╭──

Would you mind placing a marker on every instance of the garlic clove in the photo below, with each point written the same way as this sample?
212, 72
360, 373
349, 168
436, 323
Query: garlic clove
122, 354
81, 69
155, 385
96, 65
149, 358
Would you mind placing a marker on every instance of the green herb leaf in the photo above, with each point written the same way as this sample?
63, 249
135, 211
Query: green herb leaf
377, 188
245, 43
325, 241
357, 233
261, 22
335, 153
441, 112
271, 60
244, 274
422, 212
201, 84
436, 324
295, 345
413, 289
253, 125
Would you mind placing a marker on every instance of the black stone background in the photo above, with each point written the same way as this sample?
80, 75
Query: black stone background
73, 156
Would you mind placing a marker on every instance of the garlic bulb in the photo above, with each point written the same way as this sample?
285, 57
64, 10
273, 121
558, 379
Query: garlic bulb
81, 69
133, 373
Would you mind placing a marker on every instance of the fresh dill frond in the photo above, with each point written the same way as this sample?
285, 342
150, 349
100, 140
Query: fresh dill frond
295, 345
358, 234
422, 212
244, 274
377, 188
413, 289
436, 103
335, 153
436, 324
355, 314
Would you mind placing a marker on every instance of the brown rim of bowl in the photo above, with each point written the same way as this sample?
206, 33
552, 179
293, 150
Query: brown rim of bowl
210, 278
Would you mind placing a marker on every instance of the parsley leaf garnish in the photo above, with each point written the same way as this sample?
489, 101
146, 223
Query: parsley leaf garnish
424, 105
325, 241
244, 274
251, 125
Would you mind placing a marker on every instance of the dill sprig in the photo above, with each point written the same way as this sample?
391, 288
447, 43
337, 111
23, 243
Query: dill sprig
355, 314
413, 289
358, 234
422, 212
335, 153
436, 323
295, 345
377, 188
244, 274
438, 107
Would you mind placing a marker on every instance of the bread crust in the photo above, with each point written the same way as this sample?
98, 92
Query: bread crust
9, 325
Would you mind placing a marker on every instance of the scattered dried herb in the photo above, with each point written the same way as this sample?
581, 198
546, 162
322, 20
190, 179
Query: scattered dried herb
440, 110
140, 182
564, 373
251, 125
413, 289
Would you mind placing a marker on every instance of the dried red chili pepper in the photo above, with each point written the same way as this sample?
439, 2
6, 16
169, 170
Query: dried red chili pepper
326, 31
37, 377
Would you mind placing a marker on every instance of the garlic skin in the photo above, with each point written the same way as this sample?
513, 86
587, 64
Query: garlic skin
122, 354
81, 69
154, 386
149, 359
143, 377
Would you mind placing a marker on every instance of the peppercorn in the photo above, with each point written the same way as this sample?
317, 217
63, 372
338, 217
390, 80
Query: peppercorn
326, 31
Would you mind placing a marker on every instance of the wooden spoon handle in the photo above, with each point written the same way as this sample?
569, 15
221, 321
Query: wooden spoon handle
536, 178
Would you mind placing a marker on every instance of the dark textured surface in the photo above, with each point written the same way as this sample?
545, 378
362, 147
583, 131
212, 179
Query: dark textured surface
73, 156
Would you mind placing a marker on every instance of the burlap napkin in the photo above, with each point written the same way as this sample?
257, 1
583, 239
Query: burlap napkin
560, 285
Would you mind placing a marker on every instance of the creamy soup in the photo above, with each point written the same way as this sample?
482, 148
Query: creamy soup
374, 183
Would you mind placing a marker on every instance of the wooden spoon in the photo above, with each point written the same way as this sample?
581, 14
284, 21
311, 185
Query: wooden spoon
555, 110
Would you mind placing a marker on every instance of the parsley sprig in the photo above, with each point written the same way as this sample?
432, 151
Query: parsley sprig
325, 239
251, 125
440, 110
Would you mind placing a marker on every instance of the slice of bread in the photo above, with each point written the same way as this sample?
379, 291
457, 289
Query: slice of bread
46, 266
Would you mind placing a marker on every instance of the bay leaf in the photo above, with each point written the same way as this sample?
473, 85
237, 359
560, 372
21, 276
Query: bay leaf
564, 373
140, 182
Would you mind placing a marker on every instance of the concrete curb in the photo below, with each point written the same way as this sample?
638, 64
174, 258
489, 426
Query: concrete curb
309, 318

╰──

*Written instruction*.
Reproduce, exactly and with nothing added, the lines from the one that includes "of the peppercorn" through the last line of the material.

*Answer in full*.
Would you mind placing a marker on every instance of the peppercorn in the photo above, with each point written the same way as this sample?
317, 217
63, 372
338, 217
390, 80
Query: peppercorn
326, 31
Would you mind placing a marker on every instance of the wooden spoon handle in the photo above, with each point written the same way as this sample?
569, 15
221, 321
Query: wooden spoon handle
536, 178
Would you mind placing a marker on every instance of the dark textured surface in the photo above, with each point written the same way as this sample?
545, 378
362, 147
583, 131
212, 179
Query: dark textured surface
73, 156
Would you mind placing a marker on every instance of the burlap napkin in the photo above, with each point written the same way as this sample?
257, 1
583, 239
Query: burlap napkin
560, 285
Would you mind placing a marker on every instance of the creamy soup in the photo above, with each point written the same way as this sample?
482, 148
Query: creamy soup
374, 183
Would you mind placing a marker on every instance of the wooden spoon in the photo above, with each point written the same way as this sample?
581, 14
284, 21
311, 185
Query: wooden spoon
555, 110
Would you mind placing a marker on every instance of the parsley sprig in the photo above, with each point written the same way as this sample?
432, 151
Query: parsley sprig
325, 239
251, 125
440, 110
Would you mind placing a marker on every instance of the slice of bread in the photo above, with each point written the same way as this sample?
379, 291
457, 289
Query: slice of bread
46, 266
Would you mind placing a marker on every instance of the bay leaf in the photo above, with each point written the same way as this sample?
473, 85
237, 359
560, 372
21, 276
Query: bay leaf
564, 373
140, 182
Would you mind placing a marker on every instance of the concrete curb in the photo below, with each point written the same way as this sample?
638, 64
174, 258
489, 426
Query: concrete curb
309, 318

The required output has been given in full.